● **TEXT UNDER STUDY**
Jessika Grewe Glover’s career as a writer started with scribbling ideas on napkins, and through persistence and perseverance, she’s becoming a published author who’s ready to share the lessons of her experience with others who have similar aspirations.
The Santa Clarita author is an upcoming guest speaker for Yes I Can Unity Through Music & Education, a nonprofit that works with young adults with disabilities to prepare them to enter the workforce — and perseverance is a common thread for the organization, which, like many others, has had to adapt through the COVID-19 pandemic.
As the pandemic hit, with its students at high risk, the organization quickly worked to revamp its model to fit the new virtual world.
“We teach adaptability within our curriculum under the 21st century business skills — and we had to practice what we preach,” said Bret Lieberman, executive director of YIC.
What Lieberman and Kirsten Fitzpatrick, deputy director at YIC, didn’t expect was that these changes would be so successful, they said, as guest speakers from all realms of the entertainment industry began agreeing to participate in their virtual sessions.
To deliver their services safely, YIC converted to a completely online model, holding classes online, but also implementing guest speaker sessions in place of in-person visits.
Speakers now join students for weekly Zooms, discussing their jobs and the education required, but also the life lessons they learned getting there, and ending with a question-and-answer session for students.
“We try to make it as interactive as possible, so guest speakers will come on and they’ll share their screens and you can actually see them creating music or animation,” Fitzpatrick said. “We want the students to feel immersed and like they’re part of whatever that guest speaker is doing.”
Guests range across all aspects of the industry, from Emmy Award-winning producers and light or sound designers to animators, virtual reality creators and comic book writers, along with caterers, merchandise managers and much more.
“We teach 21st century skills, and all of those skills that we teach, the students are getting to see them come to life,” Lieberman said. “It’s the closest thing to real life other than actually stepping in and doing the job. … The best part is I’m learning so much stuff, along with the students.”
Many of these speakers are providing real-time insights into the industry, as it, too, changes with the pandemic.

● **EXERCISES**
[A] Using the article about Yes I Can Unity Through Music & Education, answer yes or no to each statement, quoting the words from the article that decide it. (i) The organization switched to a completely online model. (ii) Guest speakers meet with students once a month. (iii) Kirsten Fitzpatrick is the executive director of YIC.
[B] According to the article about Yes I Can, what kind of people does the nonprofit work with, and what does it prepare them for?
[C] From the article about Yes I Can, repeat the stretch from "The Santa Clarita" through "new virtual world.".
The items that come after this article have no connection to it.

● **SOURCE DATA**
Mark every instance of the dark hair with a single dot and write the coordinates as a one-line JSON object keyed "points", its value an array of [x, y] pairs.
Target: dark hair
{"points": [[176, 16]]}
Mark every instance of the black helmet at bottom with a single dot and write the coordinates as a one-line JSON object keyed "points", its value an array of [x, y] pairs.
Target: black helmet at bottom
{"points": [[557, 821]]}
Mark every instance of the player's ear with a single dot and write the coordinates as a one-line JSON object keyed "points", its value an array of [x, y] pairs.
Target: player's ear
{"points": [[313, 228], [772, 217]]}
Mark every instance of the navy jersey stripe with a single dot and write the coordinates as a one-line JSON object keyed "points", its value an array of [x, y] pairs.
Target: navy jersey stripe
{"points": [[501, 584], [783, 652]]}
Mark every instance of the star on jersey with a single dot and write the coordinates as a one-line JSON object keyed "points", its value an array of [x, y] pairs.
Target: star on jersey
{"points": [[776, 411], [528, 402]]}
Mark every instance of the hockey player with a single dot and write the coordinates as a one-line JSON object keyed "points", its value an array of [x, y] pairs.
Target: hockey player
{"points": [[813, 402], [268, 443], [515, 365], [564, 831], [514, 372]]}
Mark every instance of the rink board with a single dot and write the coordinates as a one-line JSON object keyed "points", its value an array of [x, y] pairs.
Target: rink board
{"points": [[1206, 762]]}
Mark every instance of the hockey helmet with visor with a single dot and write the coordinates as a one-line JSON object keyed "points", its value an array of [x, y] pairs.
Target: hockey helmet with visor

● **TASK-BY-TASK ANSWERS**
[A]
(i) Yes: "YIC converted to a completely online model"
(ii) No: "Speakers now join students for weekly Zooms"
(iii) No: "Kirsten Fitzpatrick, deputy director at YIC"

[B] It works with young adults with disabilities to prepare them to enter the workforce.

[C]
The Santa Clarita author is an upcoming guest speaker for Yes I Can Unity Through Music & Education, a nonprofit that works with young adults with disabilities to prepare them to enter the workforce — and perseverance is a common thread for the organization, which, like many others, has had to adapt through the COVID-19 pandemic.
As the pandemic hit, with its students at high risk, the organization quickly worked to revamp its model to fit the new virtual world.